**Recorded data:**
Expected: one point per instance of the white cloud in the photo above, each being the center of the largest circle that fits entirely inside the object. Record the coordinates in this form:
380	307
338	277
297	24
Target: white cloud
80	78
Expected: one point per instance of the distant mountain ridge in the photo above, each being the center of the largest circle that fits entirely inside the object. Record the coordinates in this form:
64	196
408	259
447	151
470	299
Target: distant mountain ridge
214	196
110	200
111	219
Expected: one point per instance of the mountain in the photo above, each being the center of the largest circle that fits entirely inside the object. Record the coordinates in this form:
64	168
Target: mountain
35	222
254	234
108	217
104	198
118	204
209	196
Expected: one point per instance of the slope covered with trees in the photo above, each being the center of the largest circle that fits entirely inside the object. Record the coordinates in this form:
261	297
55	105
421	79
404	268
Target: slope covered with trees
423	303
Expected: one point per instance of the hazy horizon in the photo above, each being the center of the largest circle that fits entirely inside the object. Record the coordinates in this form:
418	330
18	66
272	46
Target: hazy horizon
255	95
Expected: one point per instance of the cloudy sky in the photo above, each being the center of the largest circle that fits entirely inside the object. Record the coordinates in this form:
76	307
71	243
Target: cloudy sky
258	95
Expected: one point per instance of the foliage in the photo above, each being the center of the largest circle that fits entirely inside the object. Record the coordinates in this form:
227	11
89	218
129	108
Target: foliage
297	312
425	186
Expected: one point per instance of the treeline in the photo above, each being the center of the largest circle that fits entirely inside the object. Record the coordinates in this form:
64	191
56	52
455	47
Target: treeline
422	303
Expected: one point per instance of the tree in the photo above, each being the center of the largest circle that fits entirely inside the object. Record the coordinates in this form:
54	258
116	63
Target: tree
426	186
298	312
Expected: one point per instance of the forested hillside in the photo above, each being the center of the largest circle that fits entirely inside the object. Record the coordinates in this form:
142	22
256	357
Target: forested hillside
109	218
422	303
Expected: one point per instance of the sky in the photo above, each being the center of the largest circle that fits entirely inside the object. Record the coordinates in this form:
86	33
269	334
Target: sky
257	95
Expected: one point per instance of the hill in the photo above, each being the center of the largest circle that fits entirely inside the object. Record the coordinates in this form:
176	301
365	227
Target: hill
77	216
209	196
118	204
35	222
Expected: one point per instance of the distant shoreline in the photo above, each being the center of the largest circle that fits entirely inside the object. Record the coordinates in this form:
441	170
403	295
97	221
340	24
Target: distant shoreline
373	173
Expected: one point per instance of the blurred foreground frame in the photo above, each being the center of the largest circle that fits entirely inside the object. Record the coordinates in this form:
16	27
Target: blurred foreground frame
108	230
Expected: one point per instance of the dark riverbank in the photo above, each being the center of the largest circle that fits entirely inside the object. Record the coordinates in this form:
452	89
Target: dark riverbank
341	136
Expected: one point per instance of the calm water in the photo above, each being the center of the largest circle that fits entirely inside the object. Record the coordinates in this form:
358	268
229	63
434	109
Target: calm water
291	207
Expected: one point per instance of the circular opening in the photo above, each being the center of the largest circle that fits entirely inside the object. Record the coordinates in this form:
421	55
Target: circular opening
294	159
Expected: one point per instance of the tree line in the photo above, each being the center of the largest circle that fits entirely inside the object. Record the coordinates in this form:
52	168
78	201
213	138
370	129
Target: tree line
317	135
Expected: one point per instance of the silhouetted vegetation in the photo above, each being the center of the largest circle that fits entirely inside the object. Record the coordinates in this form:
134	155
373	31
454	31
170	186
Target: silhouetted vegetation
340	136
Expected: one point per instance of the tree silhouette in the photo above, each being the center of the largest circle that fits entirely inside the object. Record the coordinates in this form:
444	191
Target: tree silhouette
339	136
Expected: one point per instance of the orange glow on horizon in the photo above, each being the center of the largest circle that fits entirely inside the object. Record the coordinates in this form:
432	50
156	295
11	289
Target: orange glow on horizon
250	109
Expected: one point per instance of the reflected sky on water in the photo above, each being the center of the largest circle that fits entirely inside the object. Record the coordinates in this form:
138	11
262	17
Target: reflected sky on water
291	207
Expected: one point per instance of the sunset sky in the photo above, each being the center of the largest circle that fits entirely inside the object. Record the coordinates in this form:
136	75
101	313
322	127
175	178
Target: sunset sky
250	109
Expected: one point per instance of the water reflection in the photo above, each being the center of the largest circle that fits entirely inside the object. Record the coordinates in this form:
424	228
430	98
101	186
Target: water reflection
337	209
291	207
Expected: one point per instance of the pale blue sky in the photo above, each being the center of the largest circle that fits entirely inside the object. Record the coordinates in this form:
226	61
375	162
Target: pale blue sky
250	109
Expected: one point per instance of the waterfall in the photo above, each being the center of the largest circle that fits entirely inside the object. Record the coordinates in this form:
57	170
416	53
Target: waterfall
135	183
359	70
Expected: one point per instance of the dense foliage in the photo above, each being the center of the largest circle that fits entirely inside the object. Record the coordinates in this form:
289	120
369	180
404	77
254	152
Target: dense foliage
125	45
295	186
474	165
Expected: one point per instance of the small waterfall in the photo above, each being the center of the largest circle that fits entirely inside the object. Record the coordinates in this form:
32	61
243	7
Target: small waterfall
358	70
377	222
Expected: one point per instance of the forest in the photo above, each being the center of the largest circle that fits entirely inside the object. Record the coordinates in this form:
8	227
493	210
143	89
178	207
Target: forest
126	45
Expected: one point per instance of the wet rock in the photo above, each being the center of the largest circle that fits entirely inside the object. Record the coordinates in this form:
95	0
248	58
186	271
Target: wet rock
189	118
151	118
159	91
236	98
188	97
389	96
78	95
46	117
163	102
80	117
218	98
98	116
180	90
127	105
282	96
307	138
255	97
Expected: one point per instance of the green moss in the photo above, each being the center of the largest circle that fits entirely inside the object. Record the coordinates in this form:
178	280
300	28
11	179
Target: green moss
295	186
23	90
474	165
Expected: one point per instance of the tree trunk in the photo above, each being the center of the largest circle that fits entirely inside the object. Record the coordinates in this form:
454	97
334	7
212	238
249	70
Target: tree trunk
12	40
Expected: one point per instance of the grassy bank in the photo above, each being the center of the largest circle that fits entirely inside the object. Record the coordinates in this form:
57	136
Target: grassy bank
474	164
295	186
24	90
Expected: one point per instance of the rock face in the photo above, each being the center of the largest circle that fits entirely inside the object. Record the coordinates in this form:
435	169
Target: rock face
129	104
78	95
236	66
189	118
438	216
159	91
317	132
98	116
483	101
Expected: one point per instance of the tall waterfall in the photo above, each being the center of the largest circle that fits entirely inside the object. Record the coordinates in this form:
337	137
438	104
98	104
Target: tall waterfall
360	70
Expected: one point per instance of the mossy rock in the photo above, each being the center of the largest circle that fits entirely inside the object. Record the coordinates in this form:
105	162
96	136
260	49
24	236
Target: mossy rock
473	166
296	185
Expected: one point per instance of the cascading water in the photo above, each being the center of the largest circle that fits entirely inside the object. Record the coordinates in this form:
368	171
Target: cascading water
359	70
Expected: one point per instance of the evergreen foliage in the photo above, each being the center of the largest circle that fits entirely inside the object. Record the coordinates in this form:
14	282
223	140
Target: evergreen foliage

**Exercise:** Extract the complete data, matching each line exactly.

**Exercise solution:**
Expected: one point per instance of the white cloud in the photo above, each being the center of the largest circle that fits entirely inside the object. Record the coordinates in this form:
380	307
338	277
297	24
Target: white cloud
80	78
Expected: one point per instance of the distant mountain ridge in the photo above, each being the center of the largest circle that fits entirely inside the object. Record the coordinates in this form:
64	196
408	259
447	151
470	299
Target: distant mountain ridge
214	196
110	200
111	219
Expected: one point per instance of the mountain in the photo above, each being the center of the largest circle that fits entirely inside the object. Record the coordinates in this form:
64	168
Target: mountain
35	222
254	234
108	217
104	198
118	204
209	196
Expected: one point per instance of the slope covered with trees in the photo above, each being the center of the largest circle that fits entirely inside the object. Record the coordinates in this form:
261	297
55	105
421	79
404	268
Target: slope covered with trees
423	303
Expected: one point per instance of the hazy horizon in the photo above, each being the center of the largest circle that fits entirely inside the object. Record the coordinates in this form:
418	330
18	66
272	46
Target: hazy horizon
255	95
Expected: one point per instance of the cloudy sky in the photo above, each being the center of the largest circle that fits entirely inside the object. Record the coordinates in this form:
76	307
71	243
Target: cloudy sky
258	95
Expected: one point per instance of the foliage in the photo above, each being the center of the largest circle that fits entirely inside the object. Record the coordinates in this form:
227	11
89	218
129	108
Target: foliage
297	312
425	186
Expected: one point per instance of the treeline in the photo above, each being the center of the largest circle that fits entirely inside the object. Record the coordinates in this form:
64	191
56	52
455	47
Target: treeline
422	303
Expected: one point per instance of the tree in the photo above, each being the center of the largest circle that fits entirely inside the object. Record the coordinates in this form:
54	258
116	63
Target: tree
426	186
298	312
Expected: one point per instance of the forested hillside in the photo above, each being the center of the largest circle that fits entirely inside the object. Record the coordinates in this form:
142	22
256	357
Target: forested hillside
109	218
422	303
Expected: one point per instance of the sky in the photo above, each being the center of the largest circle that fits entirely inside the object. Record the coordinates in this form:
86	33
269	334
Target: sky
257	95
Expected: one point per instance of the hill in the photo above, each being the center of the largest circle that fits entirely inside the object. Record the coordinates in this form:
176	301
365	227
Target: hill
77	216
209	196
118	204
35	222
Expected: one point per instance of the distant shoreline in the photo above, each being the center of the largest circle that fits entirely inside the object. Record the coordinates in this form:
441	170
403	295
97	221
340	24
Target: distant shoreline
373	173
Expected: one point per instance of the blurred foreground frame in the photo above, each being the center of the largest circle that fits entirely inside the object. Record the coordinates in this form:
16	27
Target: blurred foreground frame
108	230
Expected: one point per instance of the dark riverbank in the photo above, each being the center of the largest circle that fits entirely inside the object. Record the coordinates in this form:
452	89
Target: dark riverbank
341	136
Expected: one point per instance of the calm water in the photo above, each being the center of the largest circle that fits entirely inside the object. Record the coordinates in this form:
358	268
229	63
434	109
Target: calm water
291	207
Expected: one point per instance of the circular opening in the photo above, each being the center of the largest circle that fits entirely inside the object. Record the coordinates in this form:
421	55
Target: circular opening
294	159
Expected: one point per instance of the tree line in the photo above, each being the center of the largest circle that fits entirely inside the object. Record the coordinates in this form:
52	168
78	201
213	138
370	129
Target: tree line
317	135
Expected: one point per instance of the silhouetted vegetation in the photo above, each being the center of the largest circle that fits entirely inside the object. Record the coordinates in this form:
134	155
373	31
454	31
170	186
Target: silhouetted vegetation
340	136
Expected: one point per instance of the tree silhouette in the photo above, each being the center of the largest circle that fits entirely inside the object. Record the coordinates in this form:
444	191
Target: tree silhouette
339	136
Expected: one point per instance of the orange glow on horizon in the photo above, each being the center of the largest circle that fits entirely inside the object. Record the coordinates in this form:
432	50
156	295
11	289
Target: orange glow on horizon
250	109
Expected: one point per instance of the reflected sky on water in the photo above, each being the center of the largest circle that fits entirely inside the object. Record the coordinates in this form:
138	11
262	17
Target: reflected sky on water
291	207
Expected: one point per instance of the sunset sky in the photo above, each being the center of the largest circle that fits entirely inside the object. Record the coordinates in this form:
136	75
101	313
322	127
175	178
Target: sunset sky
250	109
Expected: one point per instance of the water reflection in the photo above, each being the center of the largest circle that fits entirely inside the object. Record the coordinates in this form:
424	228
430	98
101	186
Target: water reflection
337	209
291	207
Expected: one point per instance of the pale blue sky in the photo above, each being the center of the largest circle that fits entirely inside the object. Record the coordinates in this form:
226	61
375	162
Target: pale blue sky
250	109
Expected: one point per instance of the waterfall in the photo above, each being the center of the largest circle that fits entirely inside the object. Record the coordinates in this form:
57	170
416	53
Target: waterfall
135	183
359	70
Expected: one point per instance of the dense foliage in the photo above, each being the center of the largest circle that fits entirely inside the object. Record the coordinates in this form:
289	120
369	180
404	77
254	152
Target: dense foliage
125	45
295	186
474	165
Expected: one point per instance of the small waterfall in the photo above, each being the center of the largest circle that fits entirely inside the object. Record the coordinates in this form:
32	61
243	7
Target: small waterfall
358	70
377	222
Expected: one point per instance of the forest in the photo above, each being the center of the largest circle that fits entirely inside the object. Record the coordinates in this form:
8	227
493	210
143	89
178	207
Target: forest
126	45
Expected: one point per instance of the wet rock in the photo above, each being the center of the largest circle that fits entirely inside the object. Record the coordinates in this form:
95	0
248	58
186	271
Target: wet rock
189	118
151	118
159	91
236	98
188	97
389	96
78	95
46	117
163	102
80	117
218	98
98	116
180	90
127	105
282	96
307	138
255	97
Expected: one point per instance of the green moss in the photo above, each being the center of the largest circle that fits entirely inside the object. Record the coordinates in this form:
178	280
300	28
11	179
Target: green moss
295	186
23	90
474	165
Expected: one point per instance of the tree trunk in the photo above, each being the center of the largest circle that fits entirely inside the object. Record the coordinates in this form:
454	97
334	7
212	238
249	70
Target: tree trunk
12	40
Expected: one point per instance of the grassy bank in the photo above, each being the center of the largest circle that fits entirely inside the object. Record the coordinates in this form:
57	136
Target: grassy bank
474	164
295	186
24	90
Expected: one point per instance of the rock face in the photo above, each being the center of the largest circle that fits entirely inside the object. Record the coordinates in this form:
435	169
Target: rock face
129	104
78	95
236	66
189	118
438	216
159	91
317	132
98	116
483	101
Expected: one point per instance of the tall waterfall in the photo above, each being the center of the largest circle that fits entirely inside the object. Record the coordinates in this form:
337	137
438	104
98	104
Target: tall waterfall
360	70
Expected: one point per instance of the mossy rock in the photo above, each being the center of the largest circle that fits entirely inside the object. Record the coordinates in this form:
105	162
96	136
260	49
24	236
Target: mossy rock
473	166
296	185
Expected: one point per instance of the cascading water in the photo above, each being the center of the largest circle that fits entirely inside the object. Record the coordinates in this form:
368	171
Target: cascading water
359	70
Expected: one point per instance of the evergreen foliage in the photo above, each being the center of the largest circle that fits entirely inside the object. Record the coordinates in this form:
14	282
223	140
Target: evergreen foliage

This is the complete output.